- PASSAGE SHOWN
++++

FIM Types

Types and functions for FIM (Fill-in-the-Middle) Completion and Chat Prefix Completion.

Request Type

UniLM.FIMCompletionType
FIMCompletion(; service, model, prompt, suffix=nothing, max_tokens=128, ...)

A Fill-in-the-Middle completion request. The model generates text between prompt (prefix) and suffix.

Supported by DeepSeekEndpoint (beta), Ollama, vLLM.

Example

fim = FIMCompletion(service=DeepSeekEndpoint(), prompt="def fib(a):",
    suffix="    return fib(a-1) + fib(a-2)", max_tokens=128)
result = fim_complete(fim)
println(fim_text(result))
source

Response Types

UniLM.FIMChoiceType
FIMChoice

A single completion choice from a FIM response.

Fields

  • text::String: The generated text
  • index::Int: Choice index (default 0)
  • finish_reason::Union{String,Nothing}: Why generation stopped (e.g. "stop", "length")

++++

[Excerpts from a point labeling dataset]
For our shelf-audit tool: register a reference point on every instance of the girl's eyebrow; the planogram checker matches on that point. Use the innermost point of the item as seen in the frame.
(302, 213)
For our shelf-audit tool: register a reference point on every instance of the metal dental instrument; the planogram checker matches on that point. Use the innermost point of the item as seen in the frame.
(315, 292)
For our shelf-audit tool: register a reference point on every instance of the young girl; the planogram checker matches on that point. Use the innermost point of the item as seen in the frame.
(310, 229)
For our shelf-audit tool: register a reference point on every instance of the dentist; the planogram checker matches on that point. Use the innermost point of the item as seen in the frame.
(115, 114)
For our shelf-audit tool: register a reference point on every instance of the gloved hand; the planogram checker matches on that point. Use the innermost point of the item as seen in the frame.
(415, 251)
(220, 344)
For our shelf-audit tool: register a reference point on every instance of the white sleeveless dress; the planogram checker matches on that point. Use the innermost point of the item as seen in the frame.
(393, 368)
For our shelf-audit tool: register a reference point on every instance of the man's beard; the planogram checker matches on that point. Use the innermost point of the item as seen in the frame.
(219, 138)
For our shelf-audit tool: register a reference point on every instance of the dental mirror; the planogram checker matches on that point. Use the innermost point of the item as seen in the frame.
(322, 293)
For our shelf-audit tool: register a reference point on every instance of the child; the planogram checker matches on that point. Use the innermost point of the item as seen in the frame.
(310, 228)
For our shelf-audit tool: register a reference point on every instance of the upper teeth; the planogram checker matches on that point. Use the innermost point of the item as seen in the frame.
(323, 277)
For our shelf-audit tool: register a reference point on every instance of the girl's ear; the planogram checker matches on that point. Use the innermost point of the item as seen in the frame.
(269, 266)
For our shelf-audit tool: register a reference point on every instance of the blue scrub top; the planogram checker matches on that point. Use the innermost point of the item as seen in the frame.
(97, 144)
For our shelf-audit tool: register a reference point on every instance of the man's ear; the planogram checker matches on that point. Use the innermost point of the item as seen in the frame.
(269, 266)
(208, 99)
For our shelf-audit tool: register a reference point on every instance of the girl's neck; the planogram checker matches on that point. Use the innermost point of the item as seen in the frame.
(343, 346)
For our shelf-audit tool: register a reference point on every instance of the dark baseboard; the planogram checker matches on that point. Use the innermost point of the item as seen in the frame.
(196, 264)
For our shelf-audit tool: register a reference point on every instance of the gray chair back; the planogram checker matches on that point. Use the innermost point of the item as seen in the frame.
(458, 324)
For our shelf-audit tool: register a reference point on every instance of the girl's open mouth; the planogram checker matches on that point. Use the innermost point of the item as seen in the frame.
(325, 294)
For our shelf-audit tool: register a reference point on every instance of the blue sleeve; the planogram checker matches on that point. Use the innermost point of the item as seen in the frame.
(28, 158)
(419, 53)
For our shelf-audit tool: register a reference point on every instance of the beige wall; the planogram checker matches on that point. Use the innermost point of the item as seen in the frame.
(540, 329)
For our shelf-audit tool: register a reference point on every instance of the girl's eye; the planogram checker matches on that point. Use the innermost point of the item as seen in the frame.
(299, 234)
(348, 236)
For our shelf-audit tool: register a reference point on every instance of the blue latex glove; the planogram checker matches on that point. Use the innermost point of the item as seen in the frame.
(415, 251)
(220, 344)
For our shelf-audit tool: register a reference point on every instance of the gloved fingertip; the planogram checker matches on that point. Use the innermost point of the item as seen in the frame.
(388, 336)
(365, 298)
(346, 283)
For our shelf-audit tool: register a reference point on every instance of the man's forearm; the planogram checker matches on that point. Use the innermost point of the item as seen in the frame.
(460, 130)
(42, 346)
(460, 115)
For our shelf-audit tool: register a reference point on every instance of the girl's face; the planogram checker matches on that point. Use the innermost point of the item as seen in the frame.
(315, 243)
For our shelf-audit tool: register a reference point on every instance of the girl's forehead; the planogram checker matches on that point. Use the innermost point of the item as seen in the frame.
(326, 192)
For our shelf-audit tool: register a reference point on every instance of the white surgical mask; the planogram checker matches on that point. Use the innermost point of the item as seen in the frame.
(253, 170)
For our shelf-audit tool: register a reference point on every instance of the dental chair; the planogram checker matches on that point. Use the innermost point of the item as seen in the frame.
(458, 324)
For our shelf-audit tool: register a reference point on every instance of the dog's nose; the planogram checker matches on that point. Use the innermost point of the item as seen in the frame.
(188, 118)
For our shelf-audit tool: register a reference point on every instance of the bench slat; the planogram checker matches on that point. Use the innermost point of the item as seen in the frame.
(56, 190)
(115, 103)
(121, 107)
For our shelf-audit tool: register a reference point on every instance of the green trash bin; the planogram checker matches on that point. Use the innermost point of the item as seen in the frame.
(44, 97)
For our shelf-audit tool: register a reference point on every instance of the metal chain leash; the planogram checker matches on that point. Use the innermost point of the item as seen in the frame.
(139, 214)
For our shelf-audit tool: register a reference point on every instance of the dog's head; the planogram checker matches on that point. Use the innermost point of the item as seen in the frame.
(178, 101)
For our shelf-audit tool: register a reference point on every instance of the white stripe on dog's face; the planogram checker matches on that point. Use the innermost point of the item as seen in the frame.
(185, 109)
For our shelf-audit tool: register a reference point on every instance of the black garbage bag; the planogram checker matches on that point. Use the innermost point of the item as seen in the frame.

++++

- OBJECTIVE
Supply the continuation of the FIM types documentation, beginning after its final line. The entries have no connection to the FIM types documentation.

- ANSWER FOR THE TASK
source
UniLM.FIMResponseType
FIMResponse

Parsed FIM completion response containing choices, usage, and raw data.

Fields

  • choices::Vector{FIMChoice}: Generated completions
  • usage::Union{TokenUsage,Nothing}: Token usage statistics
  • model::String: Model that generated the response
  • raw::Dict{String,Any}: Complete raw JSON response
source

Result Types

Request Functions

UniLM.fim_textFunction
fim_text(result) -> String

Extract the generated text from a FIM completion result.

source
UniLM.prefix_completeFunction
prefix_complete(chat::Chat; retries=0) -> LLMRequestResponse

Chat prefix completion: the model continues from a partial assistant message. The last message in chat must be role=assistant containing the text prefix to continue from.

Supported by DeepSeekEndpoint (beta).

Example

chat = Chat(service=DeepSeekEndpoint(), model="deepseek-chat")
push!(chat, Message(Val(:user), "Write a quicksort in Python"))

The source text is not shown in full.